Source records:
──────────────────────────────
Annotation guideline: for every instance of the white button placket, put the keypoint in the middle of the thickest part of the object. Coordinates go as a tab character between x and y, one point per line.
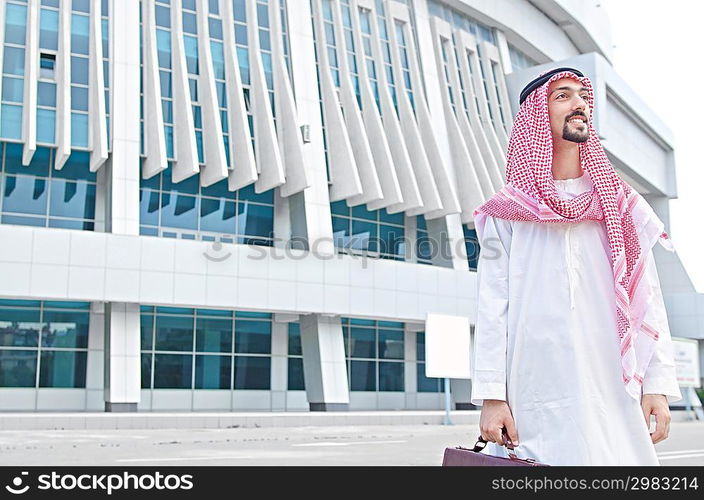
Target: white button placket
570	271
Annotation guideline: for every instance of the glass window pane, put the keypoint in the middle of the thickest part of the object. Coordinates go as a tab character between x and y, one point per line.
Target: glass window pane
79	98
11	121
46	125
391	377
146	371
46	94
255	220
252	336
172	371
72	199
18	368
390	344
79	34
296	381
179	211
65	329
15	23
252	372
363	375
213	335
25	195
294	339
213	372
146	324
12	89
19	327
174	333
63	369
363	342
13	61
79	130
79	70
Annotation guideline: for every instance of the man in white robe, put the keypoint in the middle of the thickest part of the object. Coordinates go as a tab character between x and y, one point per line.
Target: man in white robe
561	376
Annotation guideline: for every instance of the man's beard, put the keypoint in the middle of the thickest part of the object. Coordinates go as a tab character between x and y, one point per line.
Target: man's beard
575	135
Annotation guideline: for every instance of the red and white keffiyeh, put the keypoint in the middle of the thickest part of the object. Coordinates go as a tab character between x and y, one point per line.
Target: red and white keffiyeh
632	226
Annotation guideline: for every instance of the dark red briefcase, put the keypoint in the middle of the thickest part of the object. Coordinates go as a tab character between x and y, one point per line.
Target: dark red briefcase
466	457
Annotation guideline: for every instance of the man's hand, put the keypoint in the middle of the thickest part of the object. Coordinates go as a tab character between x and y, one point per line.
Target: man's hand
656	404
495	416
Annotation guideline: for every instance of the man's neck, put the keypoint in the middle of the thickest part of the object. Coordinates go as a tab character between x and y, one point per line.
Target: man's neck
565	160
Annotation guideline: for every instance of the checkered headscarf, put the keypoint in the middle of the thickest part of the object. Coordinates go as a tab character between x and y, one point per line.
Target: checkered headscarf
631	225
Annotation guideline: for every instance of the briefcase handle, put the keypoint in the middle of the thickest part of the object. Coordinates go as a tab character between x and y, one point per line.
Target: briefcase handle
481	444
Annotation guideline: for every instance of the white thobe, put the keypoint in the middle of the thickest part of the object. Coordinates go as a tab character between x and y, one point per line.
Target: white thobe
546	342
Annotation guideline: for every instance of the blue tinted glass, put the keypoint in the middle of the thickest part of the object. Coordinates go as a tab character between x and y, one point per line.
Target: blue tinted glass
296	381
252	336
213	372
179	211
79	70
363	375
190	24
13	61
213	335
172	371
149	207
255	220
76	167
12	89
252	372
46	124
241	34
215	28
248	193
25	195
67	329
240	10
15	23
191	46
163	47
46	94
174	333
163	16
218	60
18	368
19	327
79	34
63	369
72	199
79	130
363	342
165	82
79	98
217	216
81	5
146	372
243	61
391	377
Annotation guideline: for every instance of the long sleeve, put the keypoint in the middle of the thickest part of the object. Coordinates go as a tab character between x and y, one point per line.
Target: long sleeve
490	332
660	376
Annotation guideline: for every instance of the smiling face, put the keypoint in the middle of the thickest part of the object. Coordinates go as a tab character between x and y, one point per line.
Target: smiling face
569	110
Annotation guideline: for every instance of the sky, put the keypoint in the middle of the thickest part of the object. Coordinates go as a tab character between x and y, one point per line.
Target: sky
658	48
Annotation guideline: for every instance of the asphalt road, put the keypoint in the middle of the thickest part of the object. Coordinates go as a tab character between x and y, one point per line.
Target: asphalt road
377	445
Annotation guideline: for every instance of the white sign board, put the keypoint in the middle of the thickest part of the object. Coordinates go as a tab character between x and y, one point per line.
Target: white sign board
447	346
686	353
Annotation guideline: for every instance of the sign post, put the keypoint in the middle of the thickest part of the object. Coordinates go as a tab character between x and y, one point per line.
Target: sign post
447	351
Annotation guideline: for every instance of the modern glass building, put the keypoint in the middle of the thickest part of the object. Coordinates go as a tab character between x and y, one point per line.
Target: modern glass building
255	204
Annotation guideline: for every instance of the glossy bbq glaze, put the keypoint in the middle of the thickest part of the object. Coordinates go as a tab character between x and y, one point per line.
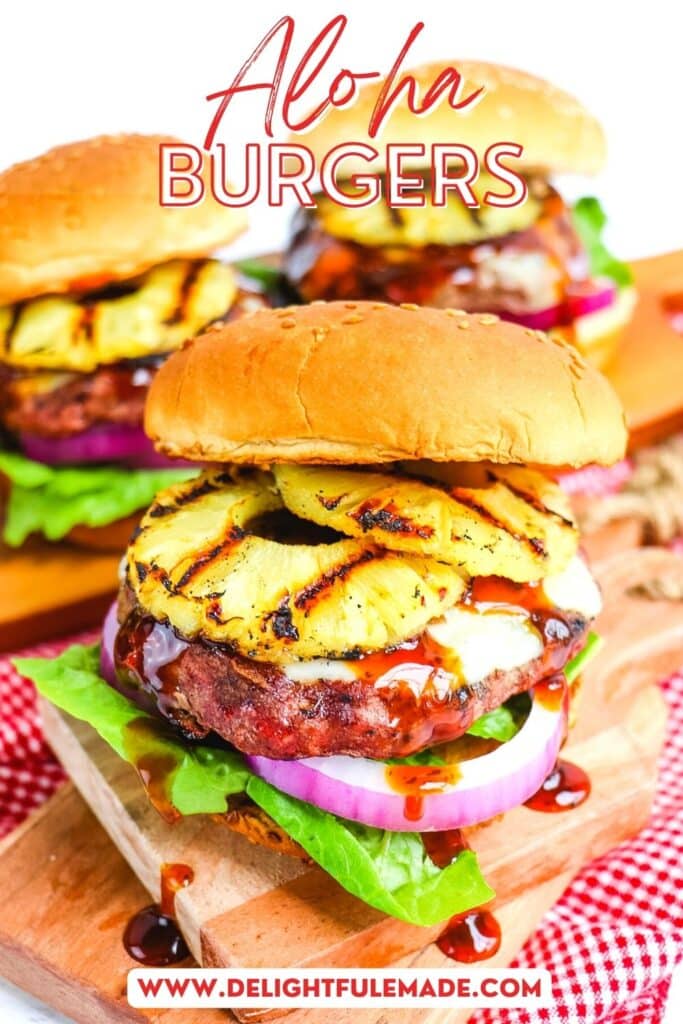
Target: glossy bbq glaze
471	937
152	936
566	787
395	704
323	266
415	782
553	624
442	848
155	762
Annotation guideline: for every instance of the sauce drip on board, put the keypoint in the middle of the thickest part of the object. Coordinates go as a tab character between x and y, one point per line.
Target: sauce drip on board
152	936
553	624
155	764
566	786
417	781
420	682
471	937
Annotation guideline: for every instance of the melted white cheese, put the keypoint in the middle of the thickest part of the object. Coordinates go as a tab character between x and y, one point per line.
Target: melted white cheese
574	590
482	637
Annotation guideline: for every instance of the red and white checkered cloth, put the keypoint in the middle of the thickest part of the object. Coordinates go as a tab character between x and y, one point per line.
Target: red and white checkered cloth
610	942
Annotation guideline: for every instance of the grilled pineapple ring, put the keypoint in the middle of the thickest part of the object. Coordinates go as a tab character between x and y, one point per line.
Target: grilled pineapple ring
195	564
152	315
508	521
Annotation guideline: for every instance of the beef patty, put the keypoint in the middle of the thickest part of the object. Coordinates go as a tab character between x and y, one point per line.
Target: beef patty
56	404
207	690
518	272
59	406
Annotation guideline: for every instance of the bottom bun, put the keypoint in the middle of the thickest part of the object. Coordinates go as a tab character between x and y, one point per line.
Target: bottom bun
245	817
114	537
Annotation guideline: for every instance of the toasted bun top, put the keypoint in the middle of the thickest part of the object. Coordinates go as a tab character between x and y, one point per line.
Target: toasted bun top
88	213
365	382
557	132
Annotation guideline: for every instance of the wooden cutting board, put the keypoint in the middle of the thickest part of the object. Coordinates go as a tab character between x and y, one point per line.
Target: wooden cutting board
67	895
52	589
647	370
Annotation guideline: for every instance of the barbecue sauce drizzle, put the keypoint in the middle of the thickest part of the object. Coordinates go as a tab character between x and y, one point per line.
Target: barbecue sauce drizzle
468	937
152	936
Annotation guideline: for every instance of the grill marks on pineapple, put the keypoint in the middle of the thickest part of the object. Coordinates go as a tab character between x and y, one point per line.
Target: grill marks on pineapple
184	293
464	498
153	312
15	316
530	499
323	586
498	525
215	559
204	560
376	514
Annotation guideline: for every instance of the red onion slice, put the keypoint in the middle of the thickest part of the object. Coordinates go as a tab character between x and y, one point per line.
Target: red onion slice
357	788
582	298
110	630
108	443
145	701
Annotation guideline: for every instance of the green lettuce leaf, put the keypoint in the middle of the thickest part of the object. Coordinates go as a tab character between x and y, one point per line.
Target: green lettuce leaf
389	870
258	270
590	219
503	723
200	778
51	500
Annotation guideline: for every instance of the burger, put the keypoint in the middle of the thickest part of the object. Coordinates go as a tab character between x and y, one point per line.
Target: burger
97	285
360	628
541	263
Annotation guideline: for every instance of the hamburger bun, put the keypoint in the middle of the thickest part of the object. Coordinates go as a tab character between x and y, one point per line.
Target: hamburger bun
87	213
367	382
557	132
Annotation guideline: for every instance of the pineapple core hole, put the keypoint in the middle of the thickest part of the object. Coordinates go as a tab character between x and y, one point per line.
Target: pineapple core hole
285	527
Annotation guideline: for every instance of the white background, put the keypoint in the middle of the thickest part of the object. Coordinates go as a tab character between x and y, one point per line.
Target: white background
70	70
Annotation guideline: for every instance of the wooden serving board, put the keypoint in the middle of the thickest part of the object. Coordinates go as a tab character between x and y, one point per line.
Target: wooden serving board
67	895
647	369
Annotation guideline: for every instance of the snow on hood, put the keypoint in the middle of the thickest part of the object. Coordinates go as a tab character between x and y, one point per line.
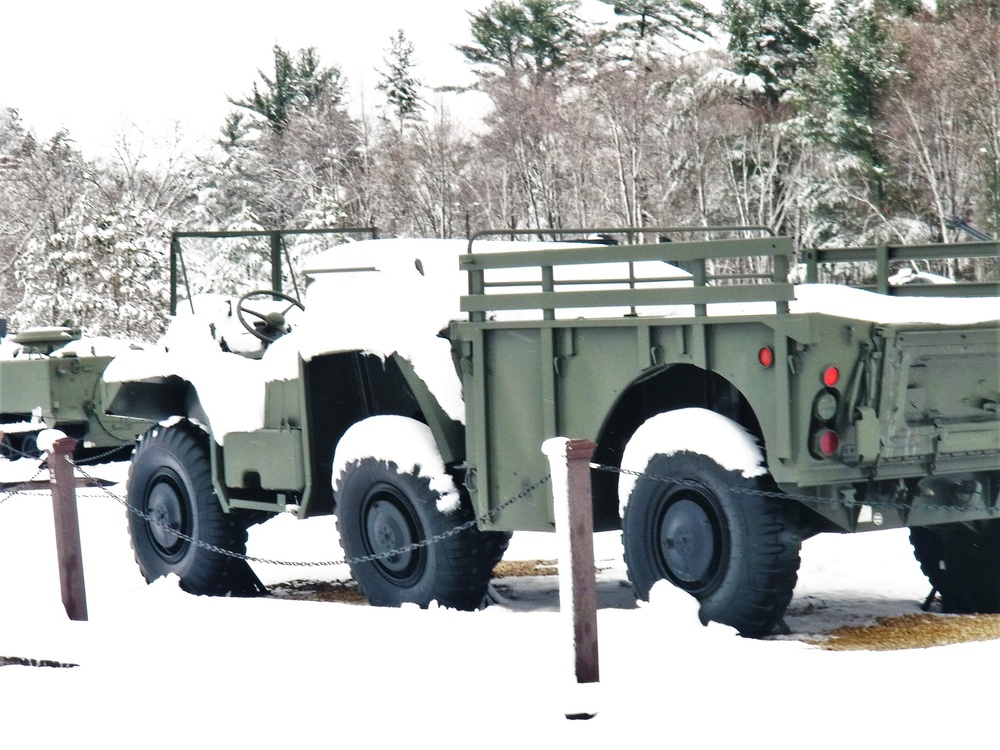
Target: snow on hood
860	304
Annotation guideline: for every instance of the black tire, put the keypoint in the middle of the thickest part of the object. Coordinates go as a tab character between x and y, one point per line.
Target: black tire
380	510
711	532
962	561
170	481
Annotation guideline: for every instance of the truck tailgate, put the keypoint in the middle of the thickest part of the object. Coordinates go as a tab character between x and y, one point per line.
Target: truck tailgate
941	388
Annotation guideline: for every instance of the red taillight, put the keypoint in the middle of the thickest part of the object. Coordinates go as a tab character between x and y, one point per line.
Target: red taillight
829	442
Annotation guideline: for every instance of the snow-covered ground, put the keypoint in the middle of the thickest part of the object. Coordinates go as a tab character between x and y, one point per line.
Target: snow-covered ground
162	669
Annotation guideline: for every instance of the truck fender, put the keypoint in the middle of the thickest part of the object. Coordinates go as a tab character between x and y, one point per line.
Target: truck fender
404	441
694	430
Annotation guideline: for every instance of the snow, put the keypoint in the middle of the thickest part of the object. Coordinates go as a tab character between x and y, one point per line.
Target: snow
410	444
697	430
160	669
397	296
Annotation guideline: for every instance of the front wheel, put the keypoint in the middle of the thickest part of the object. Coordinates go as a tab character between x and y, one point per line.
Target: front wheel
402	549
716	534
172	502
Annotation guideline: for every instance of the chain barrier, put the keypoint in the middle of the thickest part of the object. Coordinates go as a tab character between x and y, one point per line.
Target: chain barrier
315	564
776	493
21	487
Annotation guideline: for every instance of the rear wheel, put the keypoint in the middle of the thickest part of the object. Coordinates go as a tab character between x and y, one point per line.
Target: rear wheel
722	537
402	549
962	561
172	502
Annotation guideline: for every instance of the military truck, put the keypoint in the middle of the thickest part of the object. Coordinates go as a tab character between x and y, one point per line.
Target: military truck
51	377
735	413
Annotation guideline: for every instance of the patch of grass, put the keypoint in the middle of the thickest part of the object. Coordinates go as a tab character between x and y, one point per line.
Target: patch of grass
345	592
913	631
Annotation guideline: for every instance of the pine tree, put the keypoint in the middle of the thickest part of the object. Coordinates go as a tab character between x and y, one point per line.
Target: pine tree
649	19
771	39
104	271
531	39
296	84
401	88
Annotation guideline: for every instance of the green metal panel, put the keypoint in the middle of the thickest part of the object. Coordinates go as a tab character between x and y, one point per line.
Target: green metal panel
268	459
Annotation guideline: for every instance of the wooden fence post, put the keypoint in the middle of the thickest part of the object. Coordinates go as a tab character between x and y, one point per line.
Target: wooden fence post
569	461
67	521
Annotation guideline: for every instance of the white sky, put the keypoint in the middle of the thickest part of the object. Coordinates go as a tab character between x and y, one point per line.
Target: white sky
94	67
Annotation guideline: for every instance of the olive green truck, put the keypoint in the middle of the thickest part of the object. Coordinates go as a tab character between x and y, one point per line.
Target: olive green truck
735	412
──────────────────────────────
Write out only what runs from the line holding "Annotation guideline: for every instance of the green metal" through the last line of the records, exactly as shown.

Result of this task:
Annotation guideline: for every instance of the green metal panel, put the keypoint in the middle of the thickest part of the object. Coordinates go as a tab character between x and y, one point per line.
Target: green metal panel
268	459
Annotation guideline: for every instance of the wooden fence post, put the keypoint in the middle of the thickest part of the object. Coordinates go as a tab character between x and y, one point per line.
Target: wooden fence post
569	461
67	521
Annotation guideline: for every instance of the white sky, put the keypoint in the middle of the thickest part of the object. Coordinates go as a tab character between x and y, one point per line.
Target: white sky
94	67
Annotation guideline: for every instance of the olive green truck, put the keypoint in the middle of the thickest part of the object. Coordinates go as a tab character between x and y, one point per line.
Target: olive green truck
735	412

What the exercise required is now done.